### Task objective
Print the line that contains "Target: steering wheel" and every line after it through the last line of the records below, exactly as written and nothing else.

### Records provided
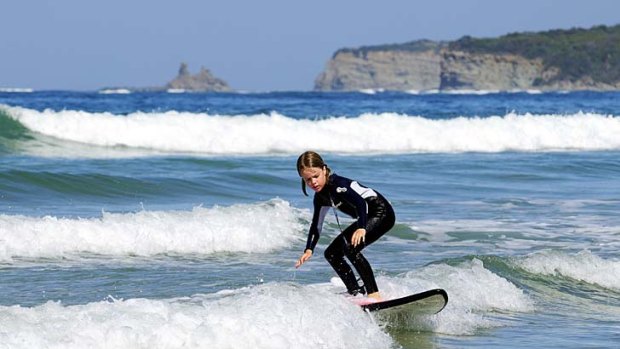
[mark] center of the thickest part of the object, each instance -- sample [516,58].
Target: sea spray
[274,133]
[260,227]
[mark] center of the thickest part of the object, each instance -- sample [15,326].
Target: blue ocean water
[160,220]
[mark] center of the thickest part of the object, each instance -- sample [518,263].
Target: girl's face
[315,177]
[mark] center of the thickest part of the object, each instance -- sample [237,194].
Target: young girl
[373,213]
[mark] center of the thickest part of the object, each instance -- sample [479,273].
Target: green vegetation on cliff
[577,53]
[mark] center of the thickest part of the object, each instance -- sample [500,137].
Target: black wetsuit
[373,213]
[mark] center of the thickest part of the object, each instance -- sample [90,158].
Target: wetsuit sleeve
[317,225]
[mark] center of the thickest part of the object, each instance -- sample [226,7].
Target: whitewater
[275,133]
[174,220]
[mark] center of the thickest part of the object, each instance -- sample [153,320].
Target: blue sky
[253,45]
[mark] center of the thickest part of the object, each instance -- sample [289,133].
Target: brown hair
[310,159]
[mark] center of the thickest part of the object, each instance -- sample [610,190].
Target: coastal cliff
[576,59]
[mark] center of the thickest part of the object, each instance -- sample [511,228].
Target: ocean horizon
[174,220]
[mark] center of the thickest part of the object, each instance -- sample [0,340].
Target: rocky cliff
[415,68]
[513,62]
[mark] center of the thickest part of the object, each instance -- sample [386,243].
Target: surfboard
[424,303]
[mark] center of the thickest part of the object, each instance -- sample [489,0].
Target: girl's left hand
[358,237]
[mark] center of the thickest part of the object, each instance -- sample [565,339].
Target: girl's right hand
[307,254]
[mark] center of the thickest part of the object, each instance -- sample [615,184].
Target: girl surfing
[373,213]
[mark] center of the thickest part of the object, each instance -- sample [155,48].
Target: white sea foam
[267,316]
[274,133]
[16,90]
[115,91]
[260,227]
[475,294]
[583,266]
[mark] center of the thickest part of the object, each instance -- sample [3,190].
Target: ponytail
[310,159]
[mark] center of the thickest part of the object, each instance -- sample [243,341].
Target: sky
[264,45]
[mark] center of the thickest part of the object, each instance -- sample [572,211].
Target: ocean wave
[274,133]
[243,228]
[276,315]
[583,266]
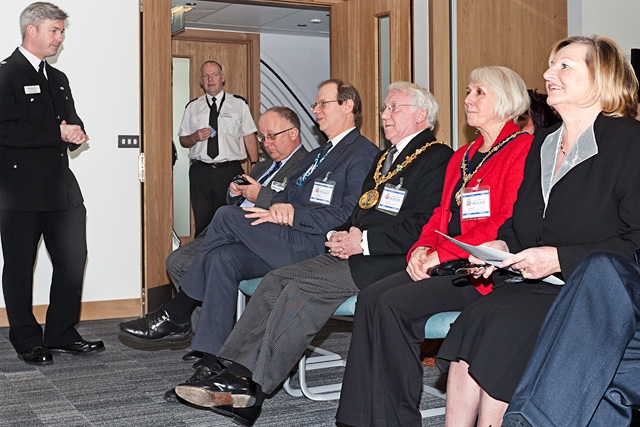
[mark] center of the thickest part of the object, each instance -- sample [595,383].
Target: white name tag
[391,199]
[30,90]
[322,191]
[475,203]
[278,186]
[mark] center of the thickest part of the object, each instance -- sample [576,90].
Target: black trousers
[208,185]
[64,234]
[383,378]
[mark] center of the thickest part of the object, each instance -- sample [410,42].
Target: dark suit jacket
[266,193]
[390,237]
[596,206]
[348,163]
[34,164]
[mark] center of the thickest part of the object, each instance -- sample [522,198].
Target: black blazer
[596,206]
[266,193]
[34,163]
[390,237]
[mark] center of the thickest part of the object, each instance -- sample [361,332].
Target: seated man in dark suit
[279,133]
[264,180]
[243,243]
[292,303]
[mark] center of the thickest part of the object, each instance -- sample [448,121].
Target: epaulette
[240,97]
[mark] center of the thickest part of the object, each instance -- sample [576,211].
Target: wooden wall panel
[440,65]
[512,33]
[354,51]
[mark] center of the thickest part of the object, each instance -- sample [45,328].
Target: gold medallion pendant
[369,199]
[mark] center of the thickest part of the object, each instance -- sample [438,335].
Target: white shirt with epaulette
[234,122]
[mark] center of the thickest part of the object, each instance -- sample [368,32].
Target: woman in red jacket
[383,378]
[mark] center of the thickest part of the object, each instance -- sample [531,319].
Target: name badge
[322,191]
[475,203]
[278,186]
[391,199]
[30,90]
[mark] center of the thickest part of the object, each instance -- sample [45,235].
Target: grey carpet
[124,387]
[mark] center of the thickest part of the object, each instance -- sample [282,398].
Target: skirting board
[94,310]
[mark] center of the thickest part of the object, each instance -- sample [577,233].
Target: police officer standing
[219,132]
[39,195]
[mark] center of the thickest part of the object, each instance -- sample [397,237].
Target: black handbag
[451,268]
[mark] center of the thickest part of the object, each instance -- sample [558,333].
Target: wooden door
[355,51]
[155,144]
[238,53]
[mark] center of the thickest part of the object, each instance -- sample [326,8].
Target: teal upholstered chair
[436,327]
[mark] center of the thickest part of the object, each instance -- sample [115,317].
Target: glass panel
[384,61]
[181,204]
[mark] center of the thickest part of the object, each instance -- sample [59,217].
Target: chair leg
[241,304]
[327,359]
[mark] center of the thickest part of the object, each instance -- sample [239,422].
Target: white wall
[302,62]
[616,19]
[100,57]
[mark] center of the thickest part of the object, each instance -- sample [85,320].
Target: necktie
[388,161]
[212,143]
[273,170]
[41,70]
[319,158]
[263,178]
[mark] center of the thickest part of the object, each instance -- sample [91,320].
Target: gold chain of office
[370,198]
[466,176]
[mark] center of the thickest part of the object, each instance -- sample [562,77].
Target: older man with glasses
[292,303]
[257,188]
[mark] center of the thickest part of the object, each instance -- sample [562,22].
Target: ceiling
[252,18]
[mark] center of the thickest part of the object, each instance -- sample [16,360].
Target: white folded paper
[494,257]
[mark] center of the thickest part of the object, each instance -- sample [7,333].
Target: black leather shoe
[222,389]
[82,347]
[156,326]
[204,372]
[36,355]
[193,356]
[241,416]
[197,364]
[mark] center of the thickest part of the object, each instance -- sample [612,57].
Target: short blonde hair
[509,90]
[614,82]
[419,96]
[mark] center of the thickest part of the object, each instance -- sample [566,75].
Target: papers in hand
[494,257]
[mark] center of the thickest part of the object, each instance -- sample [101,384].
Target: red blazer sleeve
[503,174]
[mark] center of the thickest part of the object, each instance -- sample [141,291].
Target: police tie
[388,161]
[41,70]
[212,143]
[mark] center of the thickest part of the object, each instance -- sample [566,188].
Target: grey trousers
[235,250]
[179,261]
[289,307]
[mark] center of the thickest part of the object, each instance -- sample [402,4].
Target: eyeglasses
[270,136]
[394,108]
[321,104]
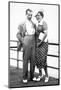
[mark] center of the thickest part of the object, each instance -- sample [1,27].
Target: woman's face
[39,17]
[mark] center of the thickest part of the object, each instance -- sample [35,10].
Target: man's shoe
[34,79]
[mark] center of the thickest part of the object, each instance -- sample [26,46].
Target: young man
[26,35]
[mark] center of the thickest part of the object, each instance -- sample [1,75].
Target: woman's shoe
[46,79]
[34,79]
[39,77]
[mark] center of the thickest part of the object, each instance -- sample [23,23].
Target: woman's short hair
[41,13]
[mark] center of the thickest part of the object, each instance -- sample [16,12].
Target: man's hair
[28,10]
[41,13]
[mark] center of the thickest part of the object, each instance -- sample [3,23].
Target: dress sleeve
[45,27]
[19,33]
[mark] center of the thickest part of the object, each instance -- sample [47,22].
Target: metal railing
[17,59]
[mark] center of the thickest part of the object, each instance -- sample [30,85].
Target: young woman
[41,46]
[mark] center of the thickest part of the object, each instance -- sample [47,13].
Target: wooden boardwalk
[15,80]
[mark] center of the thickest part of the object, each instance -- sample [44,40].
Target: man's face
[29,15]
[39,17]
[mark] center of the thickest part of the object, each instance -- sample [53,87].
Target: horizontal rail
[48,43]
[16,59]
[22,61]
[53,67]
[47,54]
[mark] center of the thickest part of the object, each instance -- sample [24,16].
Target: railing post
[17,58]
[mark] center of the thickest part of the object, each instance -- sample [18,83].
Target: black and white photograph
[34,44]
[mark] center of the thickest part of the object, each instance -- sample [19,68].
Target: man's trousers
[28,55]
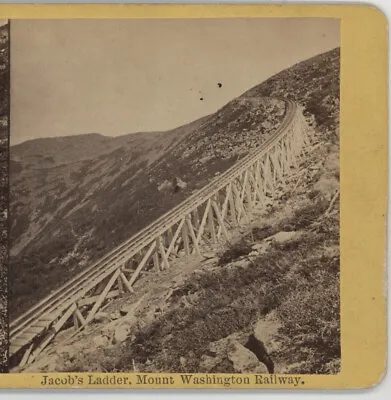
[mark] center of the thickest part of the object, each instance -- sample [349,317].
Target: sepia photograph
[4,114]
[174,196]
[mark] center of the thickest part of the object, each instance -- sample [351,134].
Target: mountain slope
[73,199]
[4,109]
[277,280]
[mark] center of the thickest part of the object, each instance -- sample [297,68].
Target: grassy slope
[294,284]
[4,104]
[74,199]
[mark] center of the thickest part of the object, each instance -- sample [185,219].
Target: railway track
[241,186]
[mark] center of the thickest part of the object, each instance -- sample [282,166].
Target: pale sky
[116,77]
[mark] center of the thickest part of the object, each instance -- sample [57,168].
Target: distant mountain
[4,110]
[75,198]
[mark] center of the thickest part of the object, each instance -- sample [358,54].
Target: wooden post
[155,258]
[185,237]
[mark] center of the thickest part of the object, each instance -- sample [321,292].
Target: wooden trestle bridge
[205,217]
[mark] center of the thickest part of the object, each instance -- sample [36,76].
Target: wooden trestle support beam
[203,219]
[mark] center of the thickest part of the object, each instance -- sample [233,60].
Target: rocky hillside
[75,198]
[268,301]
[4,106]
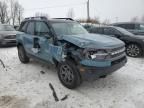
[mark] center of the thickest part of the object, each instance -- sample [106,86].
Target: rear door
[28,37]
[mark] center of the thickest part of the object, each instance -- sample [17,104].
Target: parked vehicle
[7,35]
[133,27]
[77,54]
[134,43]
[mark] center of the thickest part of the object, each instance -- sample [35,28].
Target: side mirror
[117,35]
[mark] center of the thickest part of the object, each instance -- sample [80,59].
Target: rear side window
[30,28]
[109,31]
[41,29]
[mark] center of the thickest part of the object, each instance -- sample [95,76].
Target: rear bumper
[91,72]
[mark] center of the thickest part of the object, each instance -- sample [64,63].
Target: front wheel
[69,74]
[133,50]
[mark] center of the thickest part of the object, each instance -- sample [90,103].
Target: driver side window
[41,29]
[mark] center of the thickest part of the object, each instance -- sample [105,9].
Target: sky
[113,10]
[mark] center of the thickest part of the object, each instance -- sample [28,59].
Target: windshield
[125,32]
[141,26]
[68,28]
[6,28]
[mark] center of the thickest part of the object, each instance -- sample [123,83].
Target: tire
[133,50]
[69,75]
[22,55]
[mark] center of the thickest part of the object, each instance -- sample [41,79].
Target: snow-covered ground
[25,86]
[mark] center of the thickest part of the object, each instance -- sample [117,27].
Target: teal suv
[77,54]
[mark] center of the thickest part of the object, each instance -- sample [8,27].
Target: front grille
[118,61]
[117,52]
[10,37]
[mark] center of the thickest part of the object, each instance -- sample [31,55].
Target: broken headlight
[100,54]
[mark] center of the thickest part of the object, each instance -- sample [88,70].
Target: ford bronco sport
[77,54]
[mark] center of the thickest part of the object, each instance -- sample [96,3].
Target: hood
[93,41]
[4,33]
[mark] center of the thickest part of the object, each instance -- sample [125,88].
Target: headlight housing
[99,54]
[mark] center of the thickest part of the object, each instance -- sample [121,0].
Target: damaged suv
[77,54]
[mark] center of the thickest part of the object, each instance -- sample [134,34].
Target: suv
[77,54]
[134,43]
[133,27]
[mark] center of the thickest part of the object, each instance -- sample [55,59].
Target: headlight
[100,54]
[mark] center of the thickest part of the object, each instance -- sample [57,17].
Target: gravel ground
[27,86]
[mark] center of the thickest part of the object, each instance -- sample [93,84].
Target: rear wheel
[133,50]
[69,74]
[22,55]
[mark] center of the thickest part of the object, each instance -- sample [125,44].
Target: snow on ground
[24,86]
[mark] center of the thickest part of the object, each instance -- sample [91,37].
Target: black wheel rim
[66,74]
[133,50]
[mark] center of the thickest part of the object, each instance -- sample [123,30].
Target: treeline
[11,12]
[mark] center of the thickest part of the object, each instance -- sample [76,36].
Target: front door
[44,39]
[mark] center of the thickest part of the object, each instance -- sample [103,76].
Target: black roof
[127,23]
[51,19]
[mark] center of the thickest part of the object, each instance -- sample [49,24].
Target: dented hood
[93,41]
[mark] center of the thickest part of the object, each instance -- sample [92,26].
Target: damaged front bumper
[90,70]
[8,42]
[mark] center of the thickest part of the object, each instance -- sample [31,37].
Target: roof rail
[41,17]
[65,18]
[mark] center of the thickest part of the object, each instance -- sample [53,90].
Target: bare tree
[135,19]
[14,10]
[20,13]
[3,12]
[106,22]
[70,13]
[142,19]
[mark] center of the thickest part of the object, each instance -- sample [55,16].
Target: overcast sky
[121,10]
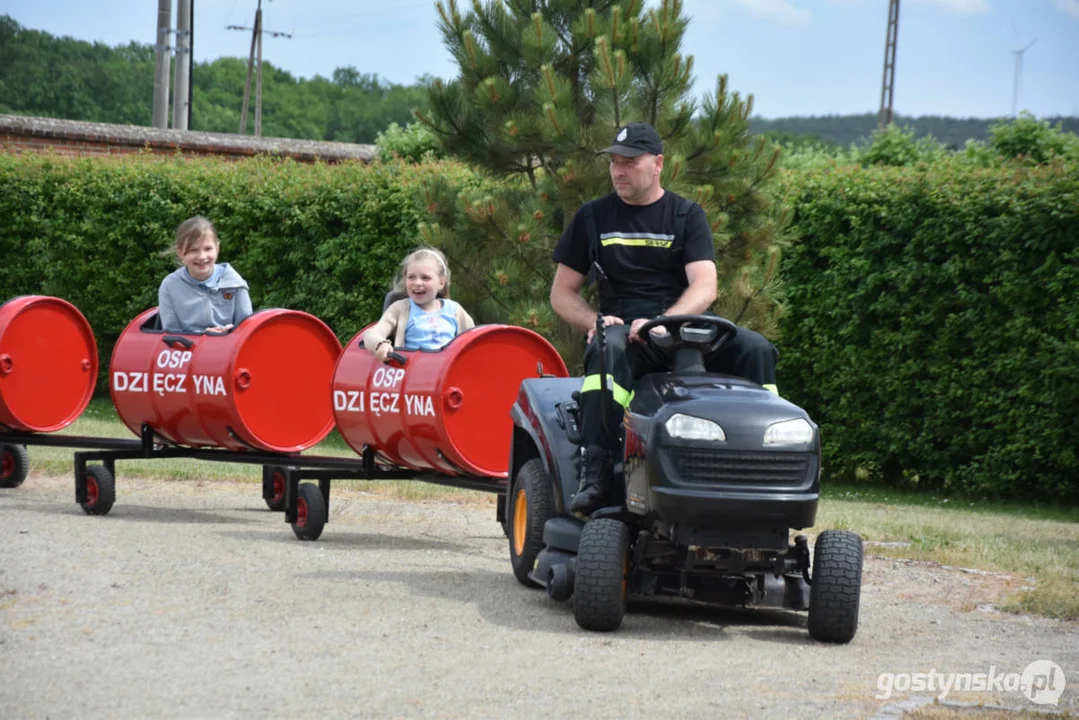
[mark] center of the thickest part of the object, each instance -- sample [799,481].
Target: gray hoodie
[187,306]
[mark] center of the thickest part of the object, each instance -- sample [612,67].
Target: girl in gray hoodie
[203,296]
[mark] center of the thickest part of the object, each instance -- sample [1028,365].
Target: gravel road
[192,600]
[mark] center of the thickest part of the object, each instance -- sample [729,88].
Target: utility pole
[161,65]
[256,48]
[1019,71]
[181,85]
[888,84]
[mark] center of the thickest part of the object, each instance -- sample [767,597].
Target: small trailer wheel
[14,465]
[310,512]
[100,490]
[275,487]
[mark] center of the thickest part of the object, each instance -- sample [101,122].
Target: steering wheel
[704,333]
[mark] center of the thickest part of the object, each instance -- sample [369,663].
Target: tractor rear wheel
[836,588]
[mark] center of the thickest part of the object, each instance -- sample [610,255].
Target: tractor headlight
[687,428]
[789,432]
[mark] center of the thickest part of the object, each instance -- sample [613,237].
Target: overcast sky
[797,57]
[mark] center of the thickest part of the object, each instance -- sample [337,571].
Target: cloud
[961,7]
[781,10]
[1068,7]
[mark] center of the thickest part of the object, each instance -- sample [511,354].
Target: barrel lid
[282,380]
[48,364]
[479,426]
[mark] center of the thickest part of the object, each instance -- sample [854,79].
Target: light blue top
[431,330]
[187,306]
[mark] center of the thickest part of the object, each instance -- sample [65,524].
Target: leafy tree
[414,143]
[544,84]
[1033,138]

### Final answer
Target: steering wheel
[704,333]
[mark] center of the thickest part of the object, each instance -- sample [369,663].
Target: tractor rear wheel
[836,588]
[mark] center of the thickest part of the object, each instance -- sample [610,255].
Target: tractor headlight
[687,428]
[789,432]
[mark] center of the thickest part of the object, each instance -- sample [613,237].
Target: overcast sky
[797,57]
[mark] center of the thickest part of the object, each instance -- sample [337,571].
Target: cloud
[961,7]
[781,10]
[1068,7]
[mark] center of the thickest part of the object, each instance -- sample [511,354].
Target: barrel lid
[282,380]
[48,364]
[479,426]
[mark] center of the thickest part of the object, each instance -- sample [854,79].
Target: light blue top
[431,330]
[187,306]
[mark] center of the thickest part of the object, each instance -- sample [65,524].
Target: leafy tree
[414,143]
[544,84]
[1033,138]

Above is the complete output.